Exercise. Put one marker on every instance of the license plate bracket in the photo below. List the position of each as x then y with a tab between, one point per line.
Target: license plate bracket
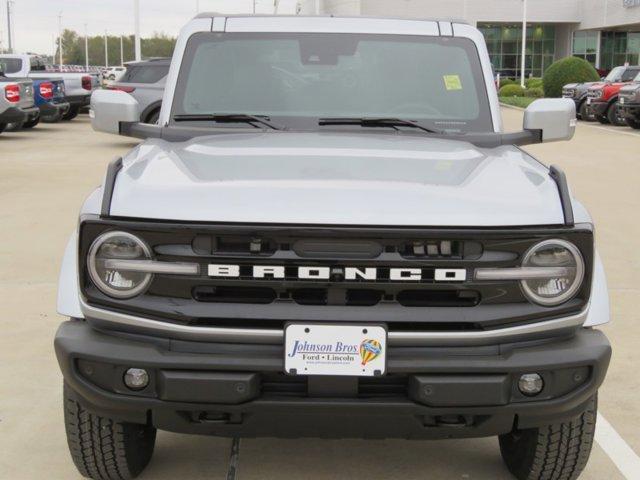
335	349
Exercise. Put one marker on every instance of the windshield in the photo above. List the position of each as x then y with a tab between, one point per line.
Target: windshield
10	65
300	78
622	74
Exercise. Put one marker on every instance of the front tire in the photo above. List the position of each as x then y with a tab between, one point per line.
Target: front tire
103	448
555	452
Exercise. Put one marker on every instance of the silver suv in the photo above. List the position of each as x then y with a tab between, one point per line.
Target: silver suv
145	82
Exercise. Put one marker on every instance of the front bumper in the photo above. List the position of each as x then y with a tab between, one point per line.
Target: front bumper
16	115
54	109
240	390
597	109
79	101
629	110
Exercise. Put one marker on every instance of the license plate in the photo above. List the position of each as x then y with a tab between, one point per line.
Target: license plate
341	350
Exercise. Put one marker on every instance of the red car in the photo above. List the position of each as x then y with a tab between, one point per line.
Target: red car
602	98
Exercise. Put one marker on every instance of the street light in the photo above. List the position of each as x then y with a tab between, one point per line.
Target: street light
106	50
136	19
524	42
86	48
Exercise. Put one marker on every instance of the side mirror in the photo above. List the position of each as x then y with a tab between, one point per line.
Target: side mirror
554	118
110	108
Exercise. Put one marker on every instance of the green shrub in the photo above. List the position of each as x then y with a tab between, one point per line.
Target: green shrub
511	91
535	92
567	70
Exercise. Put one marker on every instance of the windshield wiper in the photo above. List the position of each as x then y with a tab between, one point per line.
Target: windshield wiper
229	118
375	122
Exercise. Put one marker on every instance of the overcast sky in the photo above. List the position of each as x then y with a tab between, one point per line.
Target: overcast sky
35	22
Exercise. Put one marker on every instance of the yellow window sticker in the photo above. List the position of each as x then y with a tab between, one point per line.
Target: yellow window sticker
452	82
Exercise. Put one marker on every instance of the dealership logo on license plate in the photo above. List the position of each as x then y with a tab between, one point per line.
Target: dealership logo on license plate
312	349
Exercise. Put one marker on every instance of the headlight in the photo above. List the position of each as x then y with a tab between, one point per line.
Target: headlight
118	283
565	261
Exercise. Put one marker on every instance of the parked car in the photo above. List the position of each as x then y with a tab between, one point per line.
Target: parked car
16	102
114	73
310	244
629	103
50	98
578	91
78	86
145	81
602	98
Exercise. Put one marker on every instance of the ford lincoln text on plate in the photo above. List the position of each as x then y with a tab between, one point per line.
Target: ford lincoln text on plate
327	234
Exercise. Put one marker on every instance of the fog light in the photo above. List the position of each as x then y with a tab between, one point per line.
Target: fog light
530	384
136	378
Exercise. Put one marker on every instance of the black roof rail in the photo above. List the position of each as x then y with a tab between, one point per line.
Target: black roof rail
565	197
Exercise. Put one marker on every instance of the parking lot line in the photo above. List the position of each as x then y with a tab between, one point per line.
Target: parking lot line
619	130
619	451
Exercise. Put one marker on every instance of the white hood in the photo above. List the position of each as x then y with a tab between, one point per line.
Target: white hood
335	178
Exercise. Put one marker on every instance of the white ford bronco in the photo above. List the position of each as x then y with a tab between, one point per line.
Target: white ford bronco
327	234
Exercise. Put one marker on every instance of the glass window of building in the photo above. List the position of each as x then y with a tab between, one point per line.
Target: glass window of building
504	42
585	45
618	48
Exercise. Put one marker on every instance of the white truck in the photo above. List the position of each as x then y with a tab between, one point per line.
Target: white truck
78	86
328	234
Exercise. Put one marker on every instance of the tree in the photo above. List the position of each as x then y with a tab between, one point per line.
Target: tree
159	45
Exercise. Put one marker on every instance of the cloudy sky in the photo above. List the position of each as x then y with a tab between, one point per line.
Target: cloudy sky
35	22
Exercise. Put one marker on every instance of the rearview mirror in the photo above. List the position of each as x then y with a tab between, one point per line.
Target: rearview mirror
110	108
554	118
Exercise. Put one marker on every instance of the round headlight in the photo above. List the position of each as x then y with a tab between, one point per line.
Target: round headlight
566	272
118	283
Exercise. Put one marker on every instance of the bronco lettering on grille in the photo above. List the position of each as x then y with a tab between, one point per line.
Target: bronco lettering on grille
336	273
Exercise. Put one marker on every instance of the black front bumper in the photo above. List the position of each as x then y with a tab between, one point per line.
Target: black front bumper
598	109
17	115
240	390
79	101
630	110
53	109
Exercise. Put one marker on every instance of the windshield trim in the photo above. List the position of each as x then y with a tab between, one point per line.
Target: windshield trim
485	121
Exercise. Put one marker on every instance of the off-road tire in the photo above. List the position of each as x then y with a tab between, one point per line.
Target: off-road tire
633	123
613	115
71	113
554	452
103	448
153	118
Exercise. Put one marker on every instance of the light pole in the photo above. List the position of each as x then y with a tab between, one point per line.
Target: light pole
524	42
106	50
136	19
10	43
60	37
86	48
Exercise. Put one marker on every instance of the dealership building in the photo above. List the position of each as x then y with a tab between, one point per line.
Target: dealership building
604	32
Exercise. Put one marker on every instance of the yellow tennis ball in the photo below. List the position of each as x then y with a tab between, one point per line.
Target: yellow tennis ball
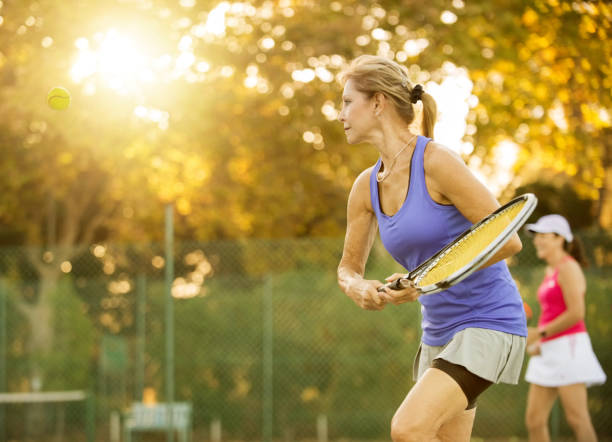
58	98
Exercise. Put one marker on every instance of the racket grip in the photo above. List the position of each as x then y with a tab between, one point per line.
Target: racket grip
398	284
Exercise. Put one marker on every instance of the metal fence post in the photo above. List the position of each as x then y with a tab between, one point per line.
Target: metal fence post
3	364
169	320
268	360
141	333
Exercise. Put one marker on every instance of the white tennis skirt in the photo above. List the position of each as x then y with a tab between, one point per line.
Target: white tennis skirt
565	360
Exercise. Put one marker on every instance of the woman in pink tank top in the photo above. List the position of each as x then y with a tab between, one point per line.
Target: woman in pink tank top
562	360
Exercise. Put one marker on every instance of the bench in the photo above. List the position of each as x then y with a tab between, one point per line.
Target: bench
155	417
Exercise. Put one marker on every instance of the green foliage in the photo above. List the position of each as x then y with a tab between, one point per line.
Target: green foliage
73	342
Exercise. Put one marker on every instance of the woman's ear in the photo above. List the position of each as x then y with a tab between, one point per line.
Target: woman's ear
379	101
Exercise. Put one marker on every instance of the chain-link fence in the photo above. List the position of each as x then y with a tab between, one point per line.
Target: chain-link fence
265	345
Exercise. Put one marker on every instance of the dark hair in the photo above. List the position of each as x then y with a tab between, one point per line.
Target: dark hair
576	250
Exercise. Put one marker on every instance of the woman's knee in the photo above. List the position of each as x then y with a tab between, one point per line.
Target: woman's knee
535	419
410	431
578	419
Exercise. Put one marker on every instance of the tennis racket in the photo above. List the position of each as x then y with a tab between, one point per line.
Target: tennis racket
470	250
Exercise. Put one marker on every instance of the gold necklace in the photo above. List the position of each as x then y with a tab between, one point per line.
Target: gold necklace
381	176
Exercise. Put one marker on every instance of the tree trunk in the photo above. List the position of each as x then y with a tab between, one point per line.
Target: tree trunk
40	346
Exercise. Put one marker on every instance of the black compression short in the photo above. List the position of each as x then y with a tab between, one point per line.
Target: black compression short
471	384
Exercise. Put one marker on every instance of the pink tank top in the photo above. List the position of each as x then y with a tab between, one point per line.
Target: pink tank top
551	300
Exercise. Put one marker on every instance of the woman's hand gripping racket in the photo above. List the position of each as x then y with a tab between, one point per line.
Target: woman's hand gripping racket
470	250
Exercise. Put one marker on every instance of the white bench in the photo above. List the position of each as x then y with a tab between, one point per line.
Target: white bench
155	417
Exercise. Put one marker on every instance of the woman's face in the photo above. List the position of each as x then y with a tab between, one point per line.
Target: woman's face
547	244
357	114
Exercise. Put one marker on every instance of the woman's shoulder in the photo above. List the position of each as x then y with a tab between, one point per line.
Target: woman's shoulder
360	193
437	156
568	270
568	266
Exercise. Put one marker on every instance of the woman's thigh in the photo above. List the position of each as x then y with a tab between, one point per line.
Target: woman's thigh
435	400
540	401
575	403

__Your goal__. Every line from the one containing "Exercise. Put one marker on every instance of the woman's knee" through the end of the entries above must be echoed exactly, with both ends kept.

__Full solution__.
Exercise. Put one marker on every instance of the woman's knee in the photo above. List the position of each as x then y with a tab between, one point per line.
Target: woman's knee
535	419
410	431
578	419
Exercise. Put one marker on every instance of the tennis racket in the photo above. List the position of each as x then y with a tab between, one point per line.
Target: tennis racket
470	250
Exercise. Put one marker on every instance of the gold necklace in the photo above. List the position of each as x then y with a tab between, one point per line.
Target: gold necklace
381	176
Exercise. Put one marker on every instance of the tree trunk in the photo above. List the position of each as x then y with a tab between, one point per line.
Target: tree trunk
40	346
Exercise. Put one marker on every instance of the black compression short in the photo above. List the position of each as x then y with a tab between, one point per line.
Target: black compression short
471	384
Exercise. Put one marker on every instance of the pink tank top in the photo above. List the position of each as x then y with a tab between, one point per line.
Target: pink tank top
551	300
Exercise. Put one marker on every instance of the woman's hand gripping racket in the photo above. List the position of each as x then y with a tab between, one point per line.
Target: woman's hand gripping racket
470	250
Exercise. Put one marker on every instance of the white bench in the photo above. List the position of each as x then y with a tab between, one point per line.
Target: white bench
155	417
Exercise. Put one marker on every instance of the woman's face in the photo above. List the position of each as x then y with a tab between, one point per line.
Target: woman's face
547	244
357	114
Exercise. Put one marker on every instance of the woman's shoulder in the photo above. List the position of each as x then y with a tab between, one point per line.
Target: woman's shoulder
360	193
437	156
568	270
568	266
Exercise. Put one marker on every instance of the woman's thigh in the photo above. List the position of each as x then y with a tab between, one point per line.
Target: woman's thigh
435	400
540	401
575	403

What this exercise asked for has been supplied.